• Dataset extract

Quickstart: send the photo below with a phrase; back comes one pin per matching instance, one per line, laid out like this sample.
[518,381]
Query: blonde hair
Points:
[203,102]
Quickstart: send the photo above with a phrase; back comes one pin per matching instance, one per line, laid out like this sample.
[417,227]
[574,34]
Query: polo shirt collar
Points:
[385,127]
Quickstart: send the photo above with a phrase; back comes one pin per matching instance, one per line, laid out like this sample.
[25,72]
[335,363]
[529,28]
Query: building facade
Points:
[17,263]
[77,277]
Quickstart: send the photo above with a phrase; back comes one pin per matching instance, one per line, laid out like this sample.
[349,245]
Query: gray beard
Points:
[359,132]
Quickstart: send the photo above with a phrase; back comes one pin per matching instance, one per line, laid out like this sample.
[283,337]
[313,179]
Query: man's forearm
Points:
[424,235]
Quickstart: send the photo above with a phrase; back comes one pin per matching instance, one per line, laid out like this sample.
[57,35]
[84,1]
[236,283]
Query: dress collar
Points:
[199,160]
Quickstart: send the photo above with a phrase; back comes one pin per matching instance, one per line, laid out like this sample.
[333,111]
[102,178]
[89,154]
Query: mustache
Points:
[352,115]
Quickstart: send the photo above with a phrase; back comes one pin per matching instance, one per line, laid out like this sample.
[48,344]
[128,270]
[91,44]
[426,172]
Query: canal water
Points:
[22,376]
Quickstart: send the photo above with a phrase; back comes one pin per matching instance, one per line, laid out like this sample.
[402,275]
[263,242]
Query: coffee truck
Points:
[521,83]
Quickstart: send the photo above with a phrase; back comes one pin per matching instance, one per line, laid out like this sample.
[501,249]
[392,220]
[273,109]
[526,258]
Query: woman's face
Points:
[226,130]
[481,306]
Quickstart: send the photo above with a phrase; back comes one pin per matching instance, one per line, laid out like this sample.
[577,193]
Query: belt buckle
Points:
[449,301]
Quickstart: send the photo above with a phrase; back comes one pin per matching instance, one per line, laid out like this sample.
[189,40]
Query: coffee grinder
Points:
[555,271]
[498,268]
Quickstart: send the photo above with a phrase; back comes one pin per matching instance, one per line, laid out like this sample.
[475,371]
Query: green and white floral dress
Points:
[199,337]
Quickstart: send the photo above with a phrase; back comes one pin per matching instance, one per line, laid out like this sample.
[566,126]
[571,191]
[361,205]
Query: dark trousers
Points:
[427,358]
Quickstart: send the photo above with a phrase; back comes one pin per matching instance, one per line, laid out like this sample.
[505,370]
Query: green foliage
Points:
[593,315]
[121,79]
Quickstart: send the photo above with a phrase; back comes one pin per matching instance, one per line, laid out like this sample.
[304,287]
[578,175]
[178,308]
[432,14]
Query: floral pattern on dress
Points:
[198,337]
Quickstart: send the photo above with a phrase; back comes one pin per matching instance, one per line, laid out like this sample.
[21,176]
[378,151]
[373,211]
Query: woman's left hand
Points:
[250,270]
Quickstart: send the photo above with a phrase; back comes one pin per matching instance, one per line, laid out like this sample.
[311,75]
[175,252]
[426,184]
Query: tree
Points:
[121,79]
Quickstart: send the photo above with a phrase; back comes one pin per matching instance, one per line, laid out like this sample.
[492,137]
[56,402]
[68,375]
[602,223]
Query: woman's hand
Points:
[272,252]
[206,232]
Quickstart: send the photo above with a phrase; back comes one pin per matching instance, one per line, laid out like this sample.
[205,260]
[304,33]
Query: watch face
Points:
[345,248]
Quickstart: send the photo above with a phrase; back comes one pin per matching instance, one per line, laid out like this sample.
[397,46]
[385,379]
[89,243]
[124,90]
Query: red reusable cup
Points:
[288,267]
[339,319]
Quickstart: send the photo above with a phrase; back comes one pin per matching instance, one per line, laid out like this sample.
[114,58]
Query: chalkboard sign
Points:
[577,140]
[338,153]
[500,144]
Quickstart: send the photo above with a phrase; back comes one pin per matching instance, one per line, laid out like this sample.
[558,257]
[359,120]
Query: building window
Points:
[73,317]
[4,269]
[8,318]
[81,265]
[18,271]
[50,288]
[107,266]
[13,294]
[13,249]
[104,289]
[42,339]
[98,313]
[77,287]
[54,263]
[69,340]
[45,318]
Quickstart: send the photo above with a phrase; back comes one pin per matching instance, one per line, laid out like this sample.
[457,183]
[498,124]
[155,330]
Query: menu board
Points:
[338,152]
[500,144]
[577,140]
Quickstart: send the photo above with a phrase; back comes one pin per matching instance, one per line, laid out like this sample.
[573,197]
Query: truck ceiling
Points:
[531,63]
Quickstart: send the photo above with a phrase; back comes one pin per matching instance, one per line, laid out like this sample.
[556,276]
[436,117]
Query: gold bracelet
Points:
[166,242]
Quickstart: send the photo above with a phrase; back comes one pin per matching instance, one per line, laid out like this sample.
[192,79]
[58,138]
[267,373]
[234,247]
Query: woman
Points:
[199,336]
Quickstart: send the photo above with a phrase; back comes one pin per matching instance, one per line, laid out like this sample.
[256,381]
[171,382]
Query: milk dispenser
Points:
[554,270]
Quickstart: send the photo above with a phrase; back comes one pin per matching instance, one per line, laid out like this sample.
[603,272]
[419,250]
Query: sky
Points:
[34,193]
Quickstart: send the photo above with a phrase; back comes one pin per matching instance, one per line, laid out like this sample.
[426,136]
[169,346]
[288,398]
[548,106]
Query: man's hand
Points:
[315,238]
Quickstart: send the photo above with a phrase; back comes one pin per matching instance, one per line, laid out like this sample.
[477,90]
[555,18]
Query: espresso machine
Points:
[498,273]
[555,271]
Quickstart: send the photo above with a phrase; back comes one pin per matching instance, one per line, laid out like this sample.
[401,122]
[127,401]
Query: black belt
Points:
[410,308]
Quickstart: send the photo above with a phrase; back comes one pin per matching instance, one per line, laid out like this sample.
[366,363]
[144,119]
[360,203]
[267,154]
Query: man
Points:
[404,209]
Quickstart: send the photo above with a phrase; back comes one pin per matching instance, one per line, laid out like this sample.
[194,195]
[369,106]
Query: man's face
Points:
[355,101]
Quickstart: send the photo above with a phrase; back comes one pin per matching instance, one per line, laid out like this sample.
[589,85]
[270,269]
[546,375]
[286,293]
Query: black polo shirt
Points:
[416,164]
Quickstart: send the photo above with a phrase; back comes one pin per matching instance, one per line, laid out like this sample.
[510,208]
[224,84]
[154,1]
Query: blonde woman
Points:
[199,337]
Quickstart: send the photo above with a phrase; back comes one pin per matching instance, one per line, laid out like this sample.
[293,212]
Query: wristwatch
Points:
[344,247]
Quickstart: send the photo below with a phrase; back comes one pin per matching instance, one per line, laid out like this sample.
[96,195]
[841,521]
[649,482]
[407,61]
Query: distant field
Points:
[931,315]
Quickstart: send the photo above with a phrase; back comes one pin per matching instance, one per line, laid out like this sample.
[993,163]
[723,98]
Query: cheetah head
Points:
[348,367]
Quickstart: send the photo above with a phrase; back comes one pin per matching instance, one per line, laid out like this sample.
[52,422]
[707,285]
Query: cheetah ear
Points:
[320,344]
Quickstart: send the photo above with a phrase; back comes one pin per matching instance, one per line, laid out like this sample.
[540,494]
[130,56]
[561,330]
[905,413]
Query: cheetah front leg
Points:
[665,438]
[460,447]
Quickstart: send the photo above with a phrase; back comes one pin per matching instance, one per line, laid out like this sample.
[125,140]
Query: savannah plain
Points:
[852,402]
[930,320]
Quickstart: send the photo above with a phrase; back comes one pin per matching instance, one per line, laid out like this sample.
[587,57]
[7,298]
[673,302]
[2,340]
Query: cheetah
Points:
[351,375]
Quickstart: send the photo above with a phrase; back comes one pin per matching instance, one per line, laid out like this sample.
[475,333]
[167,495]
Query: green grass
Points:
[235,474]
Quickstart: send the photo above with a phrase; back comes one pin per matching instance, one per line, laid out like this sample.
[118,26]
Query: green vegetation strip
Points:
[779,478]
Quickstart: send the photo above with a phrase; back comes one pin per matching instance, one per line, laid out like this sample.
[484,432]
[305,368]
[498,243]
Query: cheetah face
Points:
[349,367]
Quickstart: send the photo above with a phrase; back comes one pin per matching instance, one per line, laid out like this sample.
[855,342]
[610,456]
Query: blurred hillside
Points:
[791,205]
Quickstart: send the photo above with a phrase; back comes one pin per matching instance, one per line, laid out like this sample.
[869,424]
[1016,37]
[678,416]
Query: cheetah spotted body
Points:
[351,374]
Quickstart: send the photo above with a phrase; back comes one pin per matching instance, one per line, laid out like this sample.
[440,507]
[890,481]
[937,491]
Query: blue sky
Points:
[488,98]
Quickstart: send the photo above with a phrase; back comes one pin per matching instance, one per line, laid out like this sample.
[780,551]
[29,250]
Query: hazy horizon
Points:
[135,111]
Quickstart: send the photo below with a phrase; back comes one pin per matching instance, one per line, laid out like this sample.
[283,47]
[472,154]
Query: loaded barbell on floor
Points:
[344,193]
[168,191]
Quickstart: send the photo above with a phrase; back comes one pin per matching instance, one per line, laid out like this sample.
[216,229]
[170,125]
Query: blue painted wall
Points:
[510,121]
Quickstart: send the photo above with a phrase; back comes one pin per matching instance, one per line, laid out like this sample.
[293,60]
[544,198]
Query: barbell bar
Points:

• Assignment
Every line in the data above that contains the word "coffee" counts; report how many there are and nothing more.

• Answer to the exercise
2